◆ WHAT IS NEEDED
Under this line sits a listing. Repeat exactly and only its lines from the one holding "positive clicks: (147, 341)" through the one holding "positive clicks: (170, 52) (169, 25)"; skip pictures.
-- EXERCISE DATA follows --
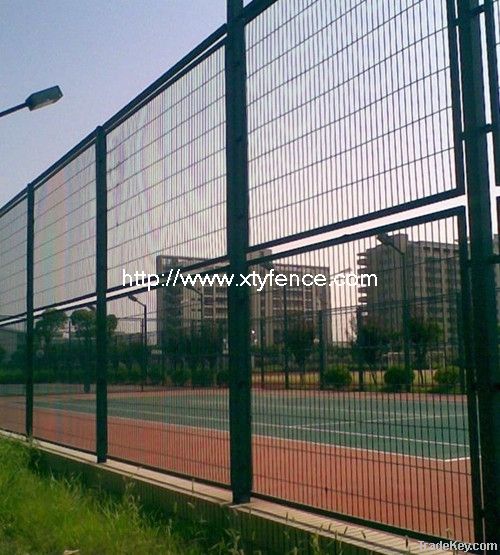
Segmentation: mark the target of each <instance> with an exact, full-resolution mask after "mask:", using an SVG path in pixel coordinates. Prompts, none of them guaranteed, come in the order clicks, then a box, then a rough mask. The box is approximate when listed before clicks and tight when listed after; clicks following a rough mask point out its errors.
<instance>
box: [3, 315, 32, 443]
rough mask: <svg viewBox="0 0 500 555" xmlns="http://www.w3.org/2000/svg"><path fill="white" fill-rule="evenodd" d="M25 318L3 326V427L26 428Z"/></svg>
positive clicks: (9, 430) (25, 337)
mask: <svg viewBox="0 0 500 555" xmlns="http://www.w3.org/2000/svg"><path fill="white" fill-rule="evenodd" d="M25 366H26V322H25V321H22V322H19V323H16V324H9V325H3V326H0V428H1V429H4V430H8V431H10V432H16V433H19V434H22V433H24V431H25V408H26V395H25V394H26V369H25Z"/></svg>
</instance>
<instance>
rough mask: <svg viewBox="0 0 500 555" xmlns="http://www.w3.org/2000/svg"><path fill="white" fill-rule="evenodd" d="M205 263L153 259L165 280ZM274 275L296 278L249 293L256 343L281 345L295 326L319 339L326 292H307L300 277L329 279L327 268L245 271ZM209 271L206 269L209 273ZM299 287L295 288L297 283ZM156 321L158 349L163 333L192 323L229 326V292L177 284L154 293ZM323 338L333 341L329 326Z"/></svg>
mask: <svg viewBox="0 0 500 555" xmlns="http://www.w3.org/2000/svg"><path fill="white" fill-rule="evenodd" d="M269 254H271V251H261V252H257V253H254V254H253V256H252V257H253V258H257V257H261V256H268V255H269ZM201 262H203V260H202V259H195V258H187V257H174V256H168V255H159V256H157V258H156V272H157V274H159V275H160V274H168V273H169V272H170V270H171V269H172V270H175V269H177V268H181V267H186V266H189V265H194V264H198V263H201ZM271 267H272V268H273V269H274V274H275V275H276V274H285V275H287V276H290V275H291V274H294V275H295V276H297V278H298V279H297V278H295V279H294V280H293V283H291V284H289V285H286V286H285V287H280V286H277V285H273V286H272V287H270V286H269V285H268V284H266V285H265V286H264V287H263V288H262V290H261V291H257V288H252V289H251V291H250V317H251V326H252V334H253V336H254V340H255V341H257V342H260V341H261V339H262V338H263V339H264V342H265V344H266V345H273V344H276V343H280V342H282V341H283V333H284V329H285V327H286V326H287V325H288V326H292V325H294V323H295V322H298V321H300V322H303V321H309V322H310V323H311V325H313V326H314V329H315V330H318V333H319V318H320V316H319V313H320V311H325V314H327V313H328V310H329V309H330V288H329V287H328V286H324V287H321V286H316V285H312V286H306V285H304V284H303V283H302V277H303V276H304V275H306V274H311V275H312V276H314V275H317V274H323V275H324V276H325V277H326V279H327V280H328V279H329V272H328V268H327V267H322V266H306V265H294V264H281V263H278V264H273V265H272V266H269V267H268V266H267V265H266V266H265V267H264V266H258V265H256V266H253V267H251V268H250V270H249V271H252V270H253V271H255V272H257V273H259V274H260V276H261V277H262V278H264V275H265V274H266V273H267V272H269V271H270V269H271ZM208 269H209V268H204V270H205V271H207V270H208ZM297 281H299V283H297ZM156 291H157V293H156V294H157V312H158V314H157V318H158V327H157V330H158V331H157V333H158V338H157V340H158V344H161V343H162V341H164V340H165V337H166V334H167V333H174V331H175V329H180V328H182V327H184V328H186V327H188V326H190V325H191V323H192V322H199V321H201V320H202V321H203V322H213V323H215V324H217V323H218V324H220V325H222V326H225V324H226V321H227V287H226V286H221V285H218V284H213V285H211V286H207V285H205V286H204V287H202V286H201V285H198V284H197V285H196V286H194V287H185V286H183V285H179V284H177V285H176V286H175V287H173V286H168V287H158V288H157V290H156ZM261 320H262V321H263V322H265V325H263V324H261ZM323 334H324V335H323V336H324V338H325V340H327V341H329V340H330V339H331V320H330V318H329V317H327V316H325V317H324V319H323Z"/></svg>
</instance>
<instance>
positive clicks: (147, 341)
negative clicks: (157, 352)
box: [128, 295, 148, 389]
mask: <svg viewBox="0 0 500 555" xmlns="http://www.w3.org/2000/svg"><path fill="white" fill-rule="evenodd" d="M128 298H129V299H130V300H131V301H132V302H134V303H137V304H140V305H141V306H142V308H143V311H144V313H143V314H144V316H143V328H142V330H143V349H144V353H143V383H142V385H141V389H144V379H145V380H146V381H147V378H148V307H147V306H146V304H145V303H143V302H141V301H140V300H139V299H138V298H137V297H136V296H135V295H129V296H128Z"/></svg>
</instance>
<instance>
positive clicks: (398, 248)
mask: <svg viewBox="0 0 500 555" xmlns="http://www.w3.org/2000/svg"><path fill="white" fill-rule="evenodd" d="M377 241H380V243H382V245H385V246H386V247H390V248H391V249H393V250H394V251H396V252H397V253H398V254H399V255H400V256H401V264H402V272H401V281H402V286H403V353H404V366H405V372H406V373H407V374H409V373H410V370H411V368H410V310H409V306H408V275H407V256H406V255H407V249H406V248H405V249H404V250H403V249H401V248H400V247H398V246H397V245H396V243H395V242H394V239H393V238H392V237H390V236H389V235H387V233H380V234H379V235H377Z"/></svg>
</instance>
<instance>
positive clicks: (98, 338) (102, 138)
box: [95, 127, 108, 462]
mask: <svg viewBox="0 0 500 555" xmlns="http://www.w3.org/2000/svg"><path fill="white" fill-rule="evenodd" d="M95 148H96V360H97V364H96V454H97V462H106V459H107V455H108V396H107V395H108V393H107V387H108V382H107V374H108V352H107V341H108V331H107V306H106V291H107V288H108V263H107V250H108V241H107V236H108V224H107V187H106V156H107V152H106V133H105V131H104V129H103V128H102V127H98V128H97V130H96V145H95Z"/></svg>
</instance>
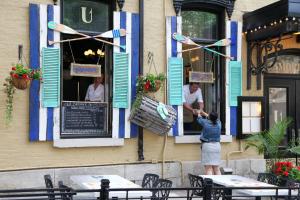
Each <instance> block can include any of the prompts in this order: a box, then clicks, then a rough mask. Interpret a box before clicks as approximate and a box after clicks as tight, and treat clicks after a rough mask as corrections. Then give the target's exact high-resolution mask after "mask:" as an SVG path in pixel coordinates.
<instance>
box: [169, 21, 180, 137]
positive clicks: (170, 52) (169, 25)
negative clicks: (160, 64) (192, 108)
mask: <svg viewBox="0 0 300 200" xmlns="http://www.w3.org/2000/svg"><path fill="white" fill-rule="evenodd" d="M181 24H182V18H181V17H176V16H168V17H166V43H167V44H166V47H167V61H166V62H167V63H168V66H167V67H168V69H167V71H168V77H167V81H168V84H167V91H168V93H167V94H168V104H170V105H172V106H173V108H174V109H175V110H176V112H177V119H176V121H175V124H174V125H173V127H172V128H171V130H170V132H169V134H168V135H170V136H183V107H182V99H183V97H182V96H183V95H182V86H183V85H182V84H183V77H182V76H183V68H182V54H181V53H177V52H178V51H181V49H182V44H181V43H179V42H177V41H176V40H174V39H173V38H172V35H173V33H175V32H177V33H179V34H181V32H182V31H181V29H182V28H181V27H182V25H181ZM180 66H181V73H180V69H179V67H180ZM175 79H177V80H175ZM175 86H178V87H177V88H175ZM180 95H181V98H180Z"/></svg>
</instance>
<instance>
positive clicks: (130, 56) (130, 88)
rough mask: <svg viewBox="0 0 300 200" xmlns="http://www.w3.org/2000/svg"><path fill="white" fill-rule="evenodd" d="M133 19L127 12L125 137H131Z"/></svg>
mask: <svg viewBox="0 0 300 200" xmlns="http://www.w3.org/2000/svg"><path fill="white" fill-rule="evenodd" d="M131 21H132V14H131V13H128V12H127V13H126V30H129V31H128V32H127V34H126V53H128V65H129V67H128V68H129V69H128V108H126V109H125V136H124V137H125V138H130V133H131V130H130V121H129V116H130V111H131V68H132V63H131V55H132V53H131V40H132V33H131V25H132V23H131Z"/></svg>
-- EXERCISE DATA concluded --
-- EXERCISE DATA follows --
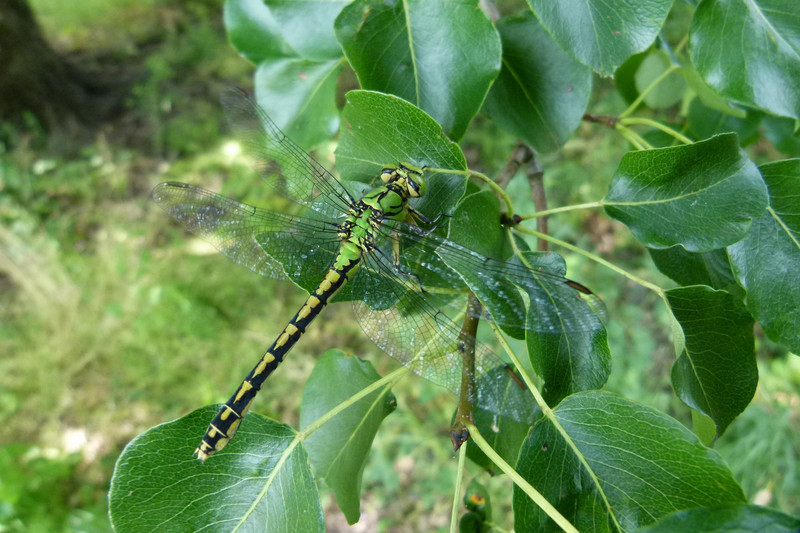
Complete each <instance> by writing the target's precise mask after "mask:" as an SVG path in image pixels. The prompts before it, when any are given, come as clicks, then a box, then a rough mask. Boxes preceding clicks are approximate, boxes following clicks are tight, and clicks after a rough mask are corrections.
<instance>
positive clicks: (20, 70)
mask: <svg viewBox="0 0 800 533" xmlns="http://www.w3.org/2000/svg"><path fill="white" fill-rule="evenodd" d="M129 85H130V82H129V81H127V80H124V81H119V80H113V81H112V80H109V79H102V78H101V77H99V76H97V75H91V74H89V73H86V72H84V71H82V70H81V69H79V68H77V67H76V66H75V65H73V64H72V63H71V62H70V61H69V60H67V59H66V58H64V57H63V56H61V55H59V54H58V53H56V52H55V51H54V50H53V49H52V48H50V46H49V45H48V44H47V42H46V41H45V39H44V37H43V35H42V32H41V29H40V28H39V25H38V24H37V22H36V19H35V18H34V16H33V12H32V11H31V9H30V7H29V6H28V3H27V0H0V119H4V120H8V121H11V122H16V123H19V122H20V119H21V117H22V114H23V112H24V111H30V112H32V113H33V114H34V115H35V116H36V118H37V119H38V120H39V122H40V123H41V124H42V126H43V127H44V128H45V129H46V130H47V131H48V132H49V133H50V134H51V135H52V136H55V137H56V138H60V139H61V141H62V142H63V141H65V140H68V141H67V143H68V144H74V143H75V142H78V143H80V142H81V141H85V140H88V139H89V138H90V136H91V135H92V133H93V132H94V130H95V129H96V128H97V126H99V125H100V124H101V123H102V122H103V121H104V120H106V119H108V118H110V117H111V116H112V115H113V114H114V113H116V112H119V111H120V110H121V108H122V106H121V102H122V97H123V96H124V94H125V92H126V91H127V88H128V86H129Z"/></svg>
-- EXERCISE DATA concluded --
◆ ANSWER AREA
positive clicks: (147, 341)
negative clicks: (157, 352)
box: [128, 295, 148, 389]
mask: <svg viewBox="0 0 500 555" xmlns="http://www.w3.org/2000/svg"><path fill="white" fill-rule="evenodd" d="M128 298H129V299H130V300H131V301H132V302H134V303H137V304H140V305H141V306H142V308H143V311H144V313H143V314H144V316H143V328H142V330H143V349H144V353H143V383H142V385H141V389H144V379H145V380H146V381H147V378H148V307H147V306H146V304H145V303H143V302H141V301H140V300H139V299H138V298H137V297H136V296H135V295H129V296H128Z"/></svg>
</instance>
<instance>
positive clicks: (398, 248)
mask: <svg viewBox="0 0 500 555" xmlns="http://www.w3.org/2000/svg"><path fill="white" fill-rule="evenodd" d="M377 241H380V243H382V245H385V246H386V247H390V248H391V249H393V250H394V251H396V252H397V253H398V254H399V255H400V256H401V264H402V272H401V281H402V286H403V353H404V366H405V372H406V373H407V374H409V373H410V370H411V368H410V310H409V306H408V275H407V256H406V255H407V249H406V248H405V249H404V250H403V249H401V248H400V247H398V246H397V245H396V243H395V242H394V239H393V238H392V237H390V236H389V235H387V233H380V234H379V235H377Z"/></svg>
</instance>
<instance>
positive clicks: (98, 338) (102, 138)
box: [95, 127, 108, 462]
mask: <svg viewBox="0 0 500 555" xmlns="http://www.w3.org/2000/svg"><path fill="white" fill-rule="evenodd" d="M95 148H96V360H97V364H96V454H97V462H106V459H107V455H108V396H107V395H108V393H107V387H108V382H107V374H108V352H107V341H108V331H107V306H106V291H107V288H108V263H107V250H108V241H107V236H108V224H107V187H106V156H107V152H106V133H105V131H104V129H103V128H102V127H98V128H97V130H96V145H95Z"/></svg>
</instance>
Each <instance> block can include any of the prompts in this order: a box, then clicks, then a rough mask. Interpret a box before clicks as approximate and a box after clicks as tight, and treat clicks after a rough mask as corrections. Then give the target's exact high-resolution mask after "mask:" as an SVG path in pixel coordinates.
<instance>
box: [169, 21, 180, 137]
positive clicks: (170, 52) (169, 25)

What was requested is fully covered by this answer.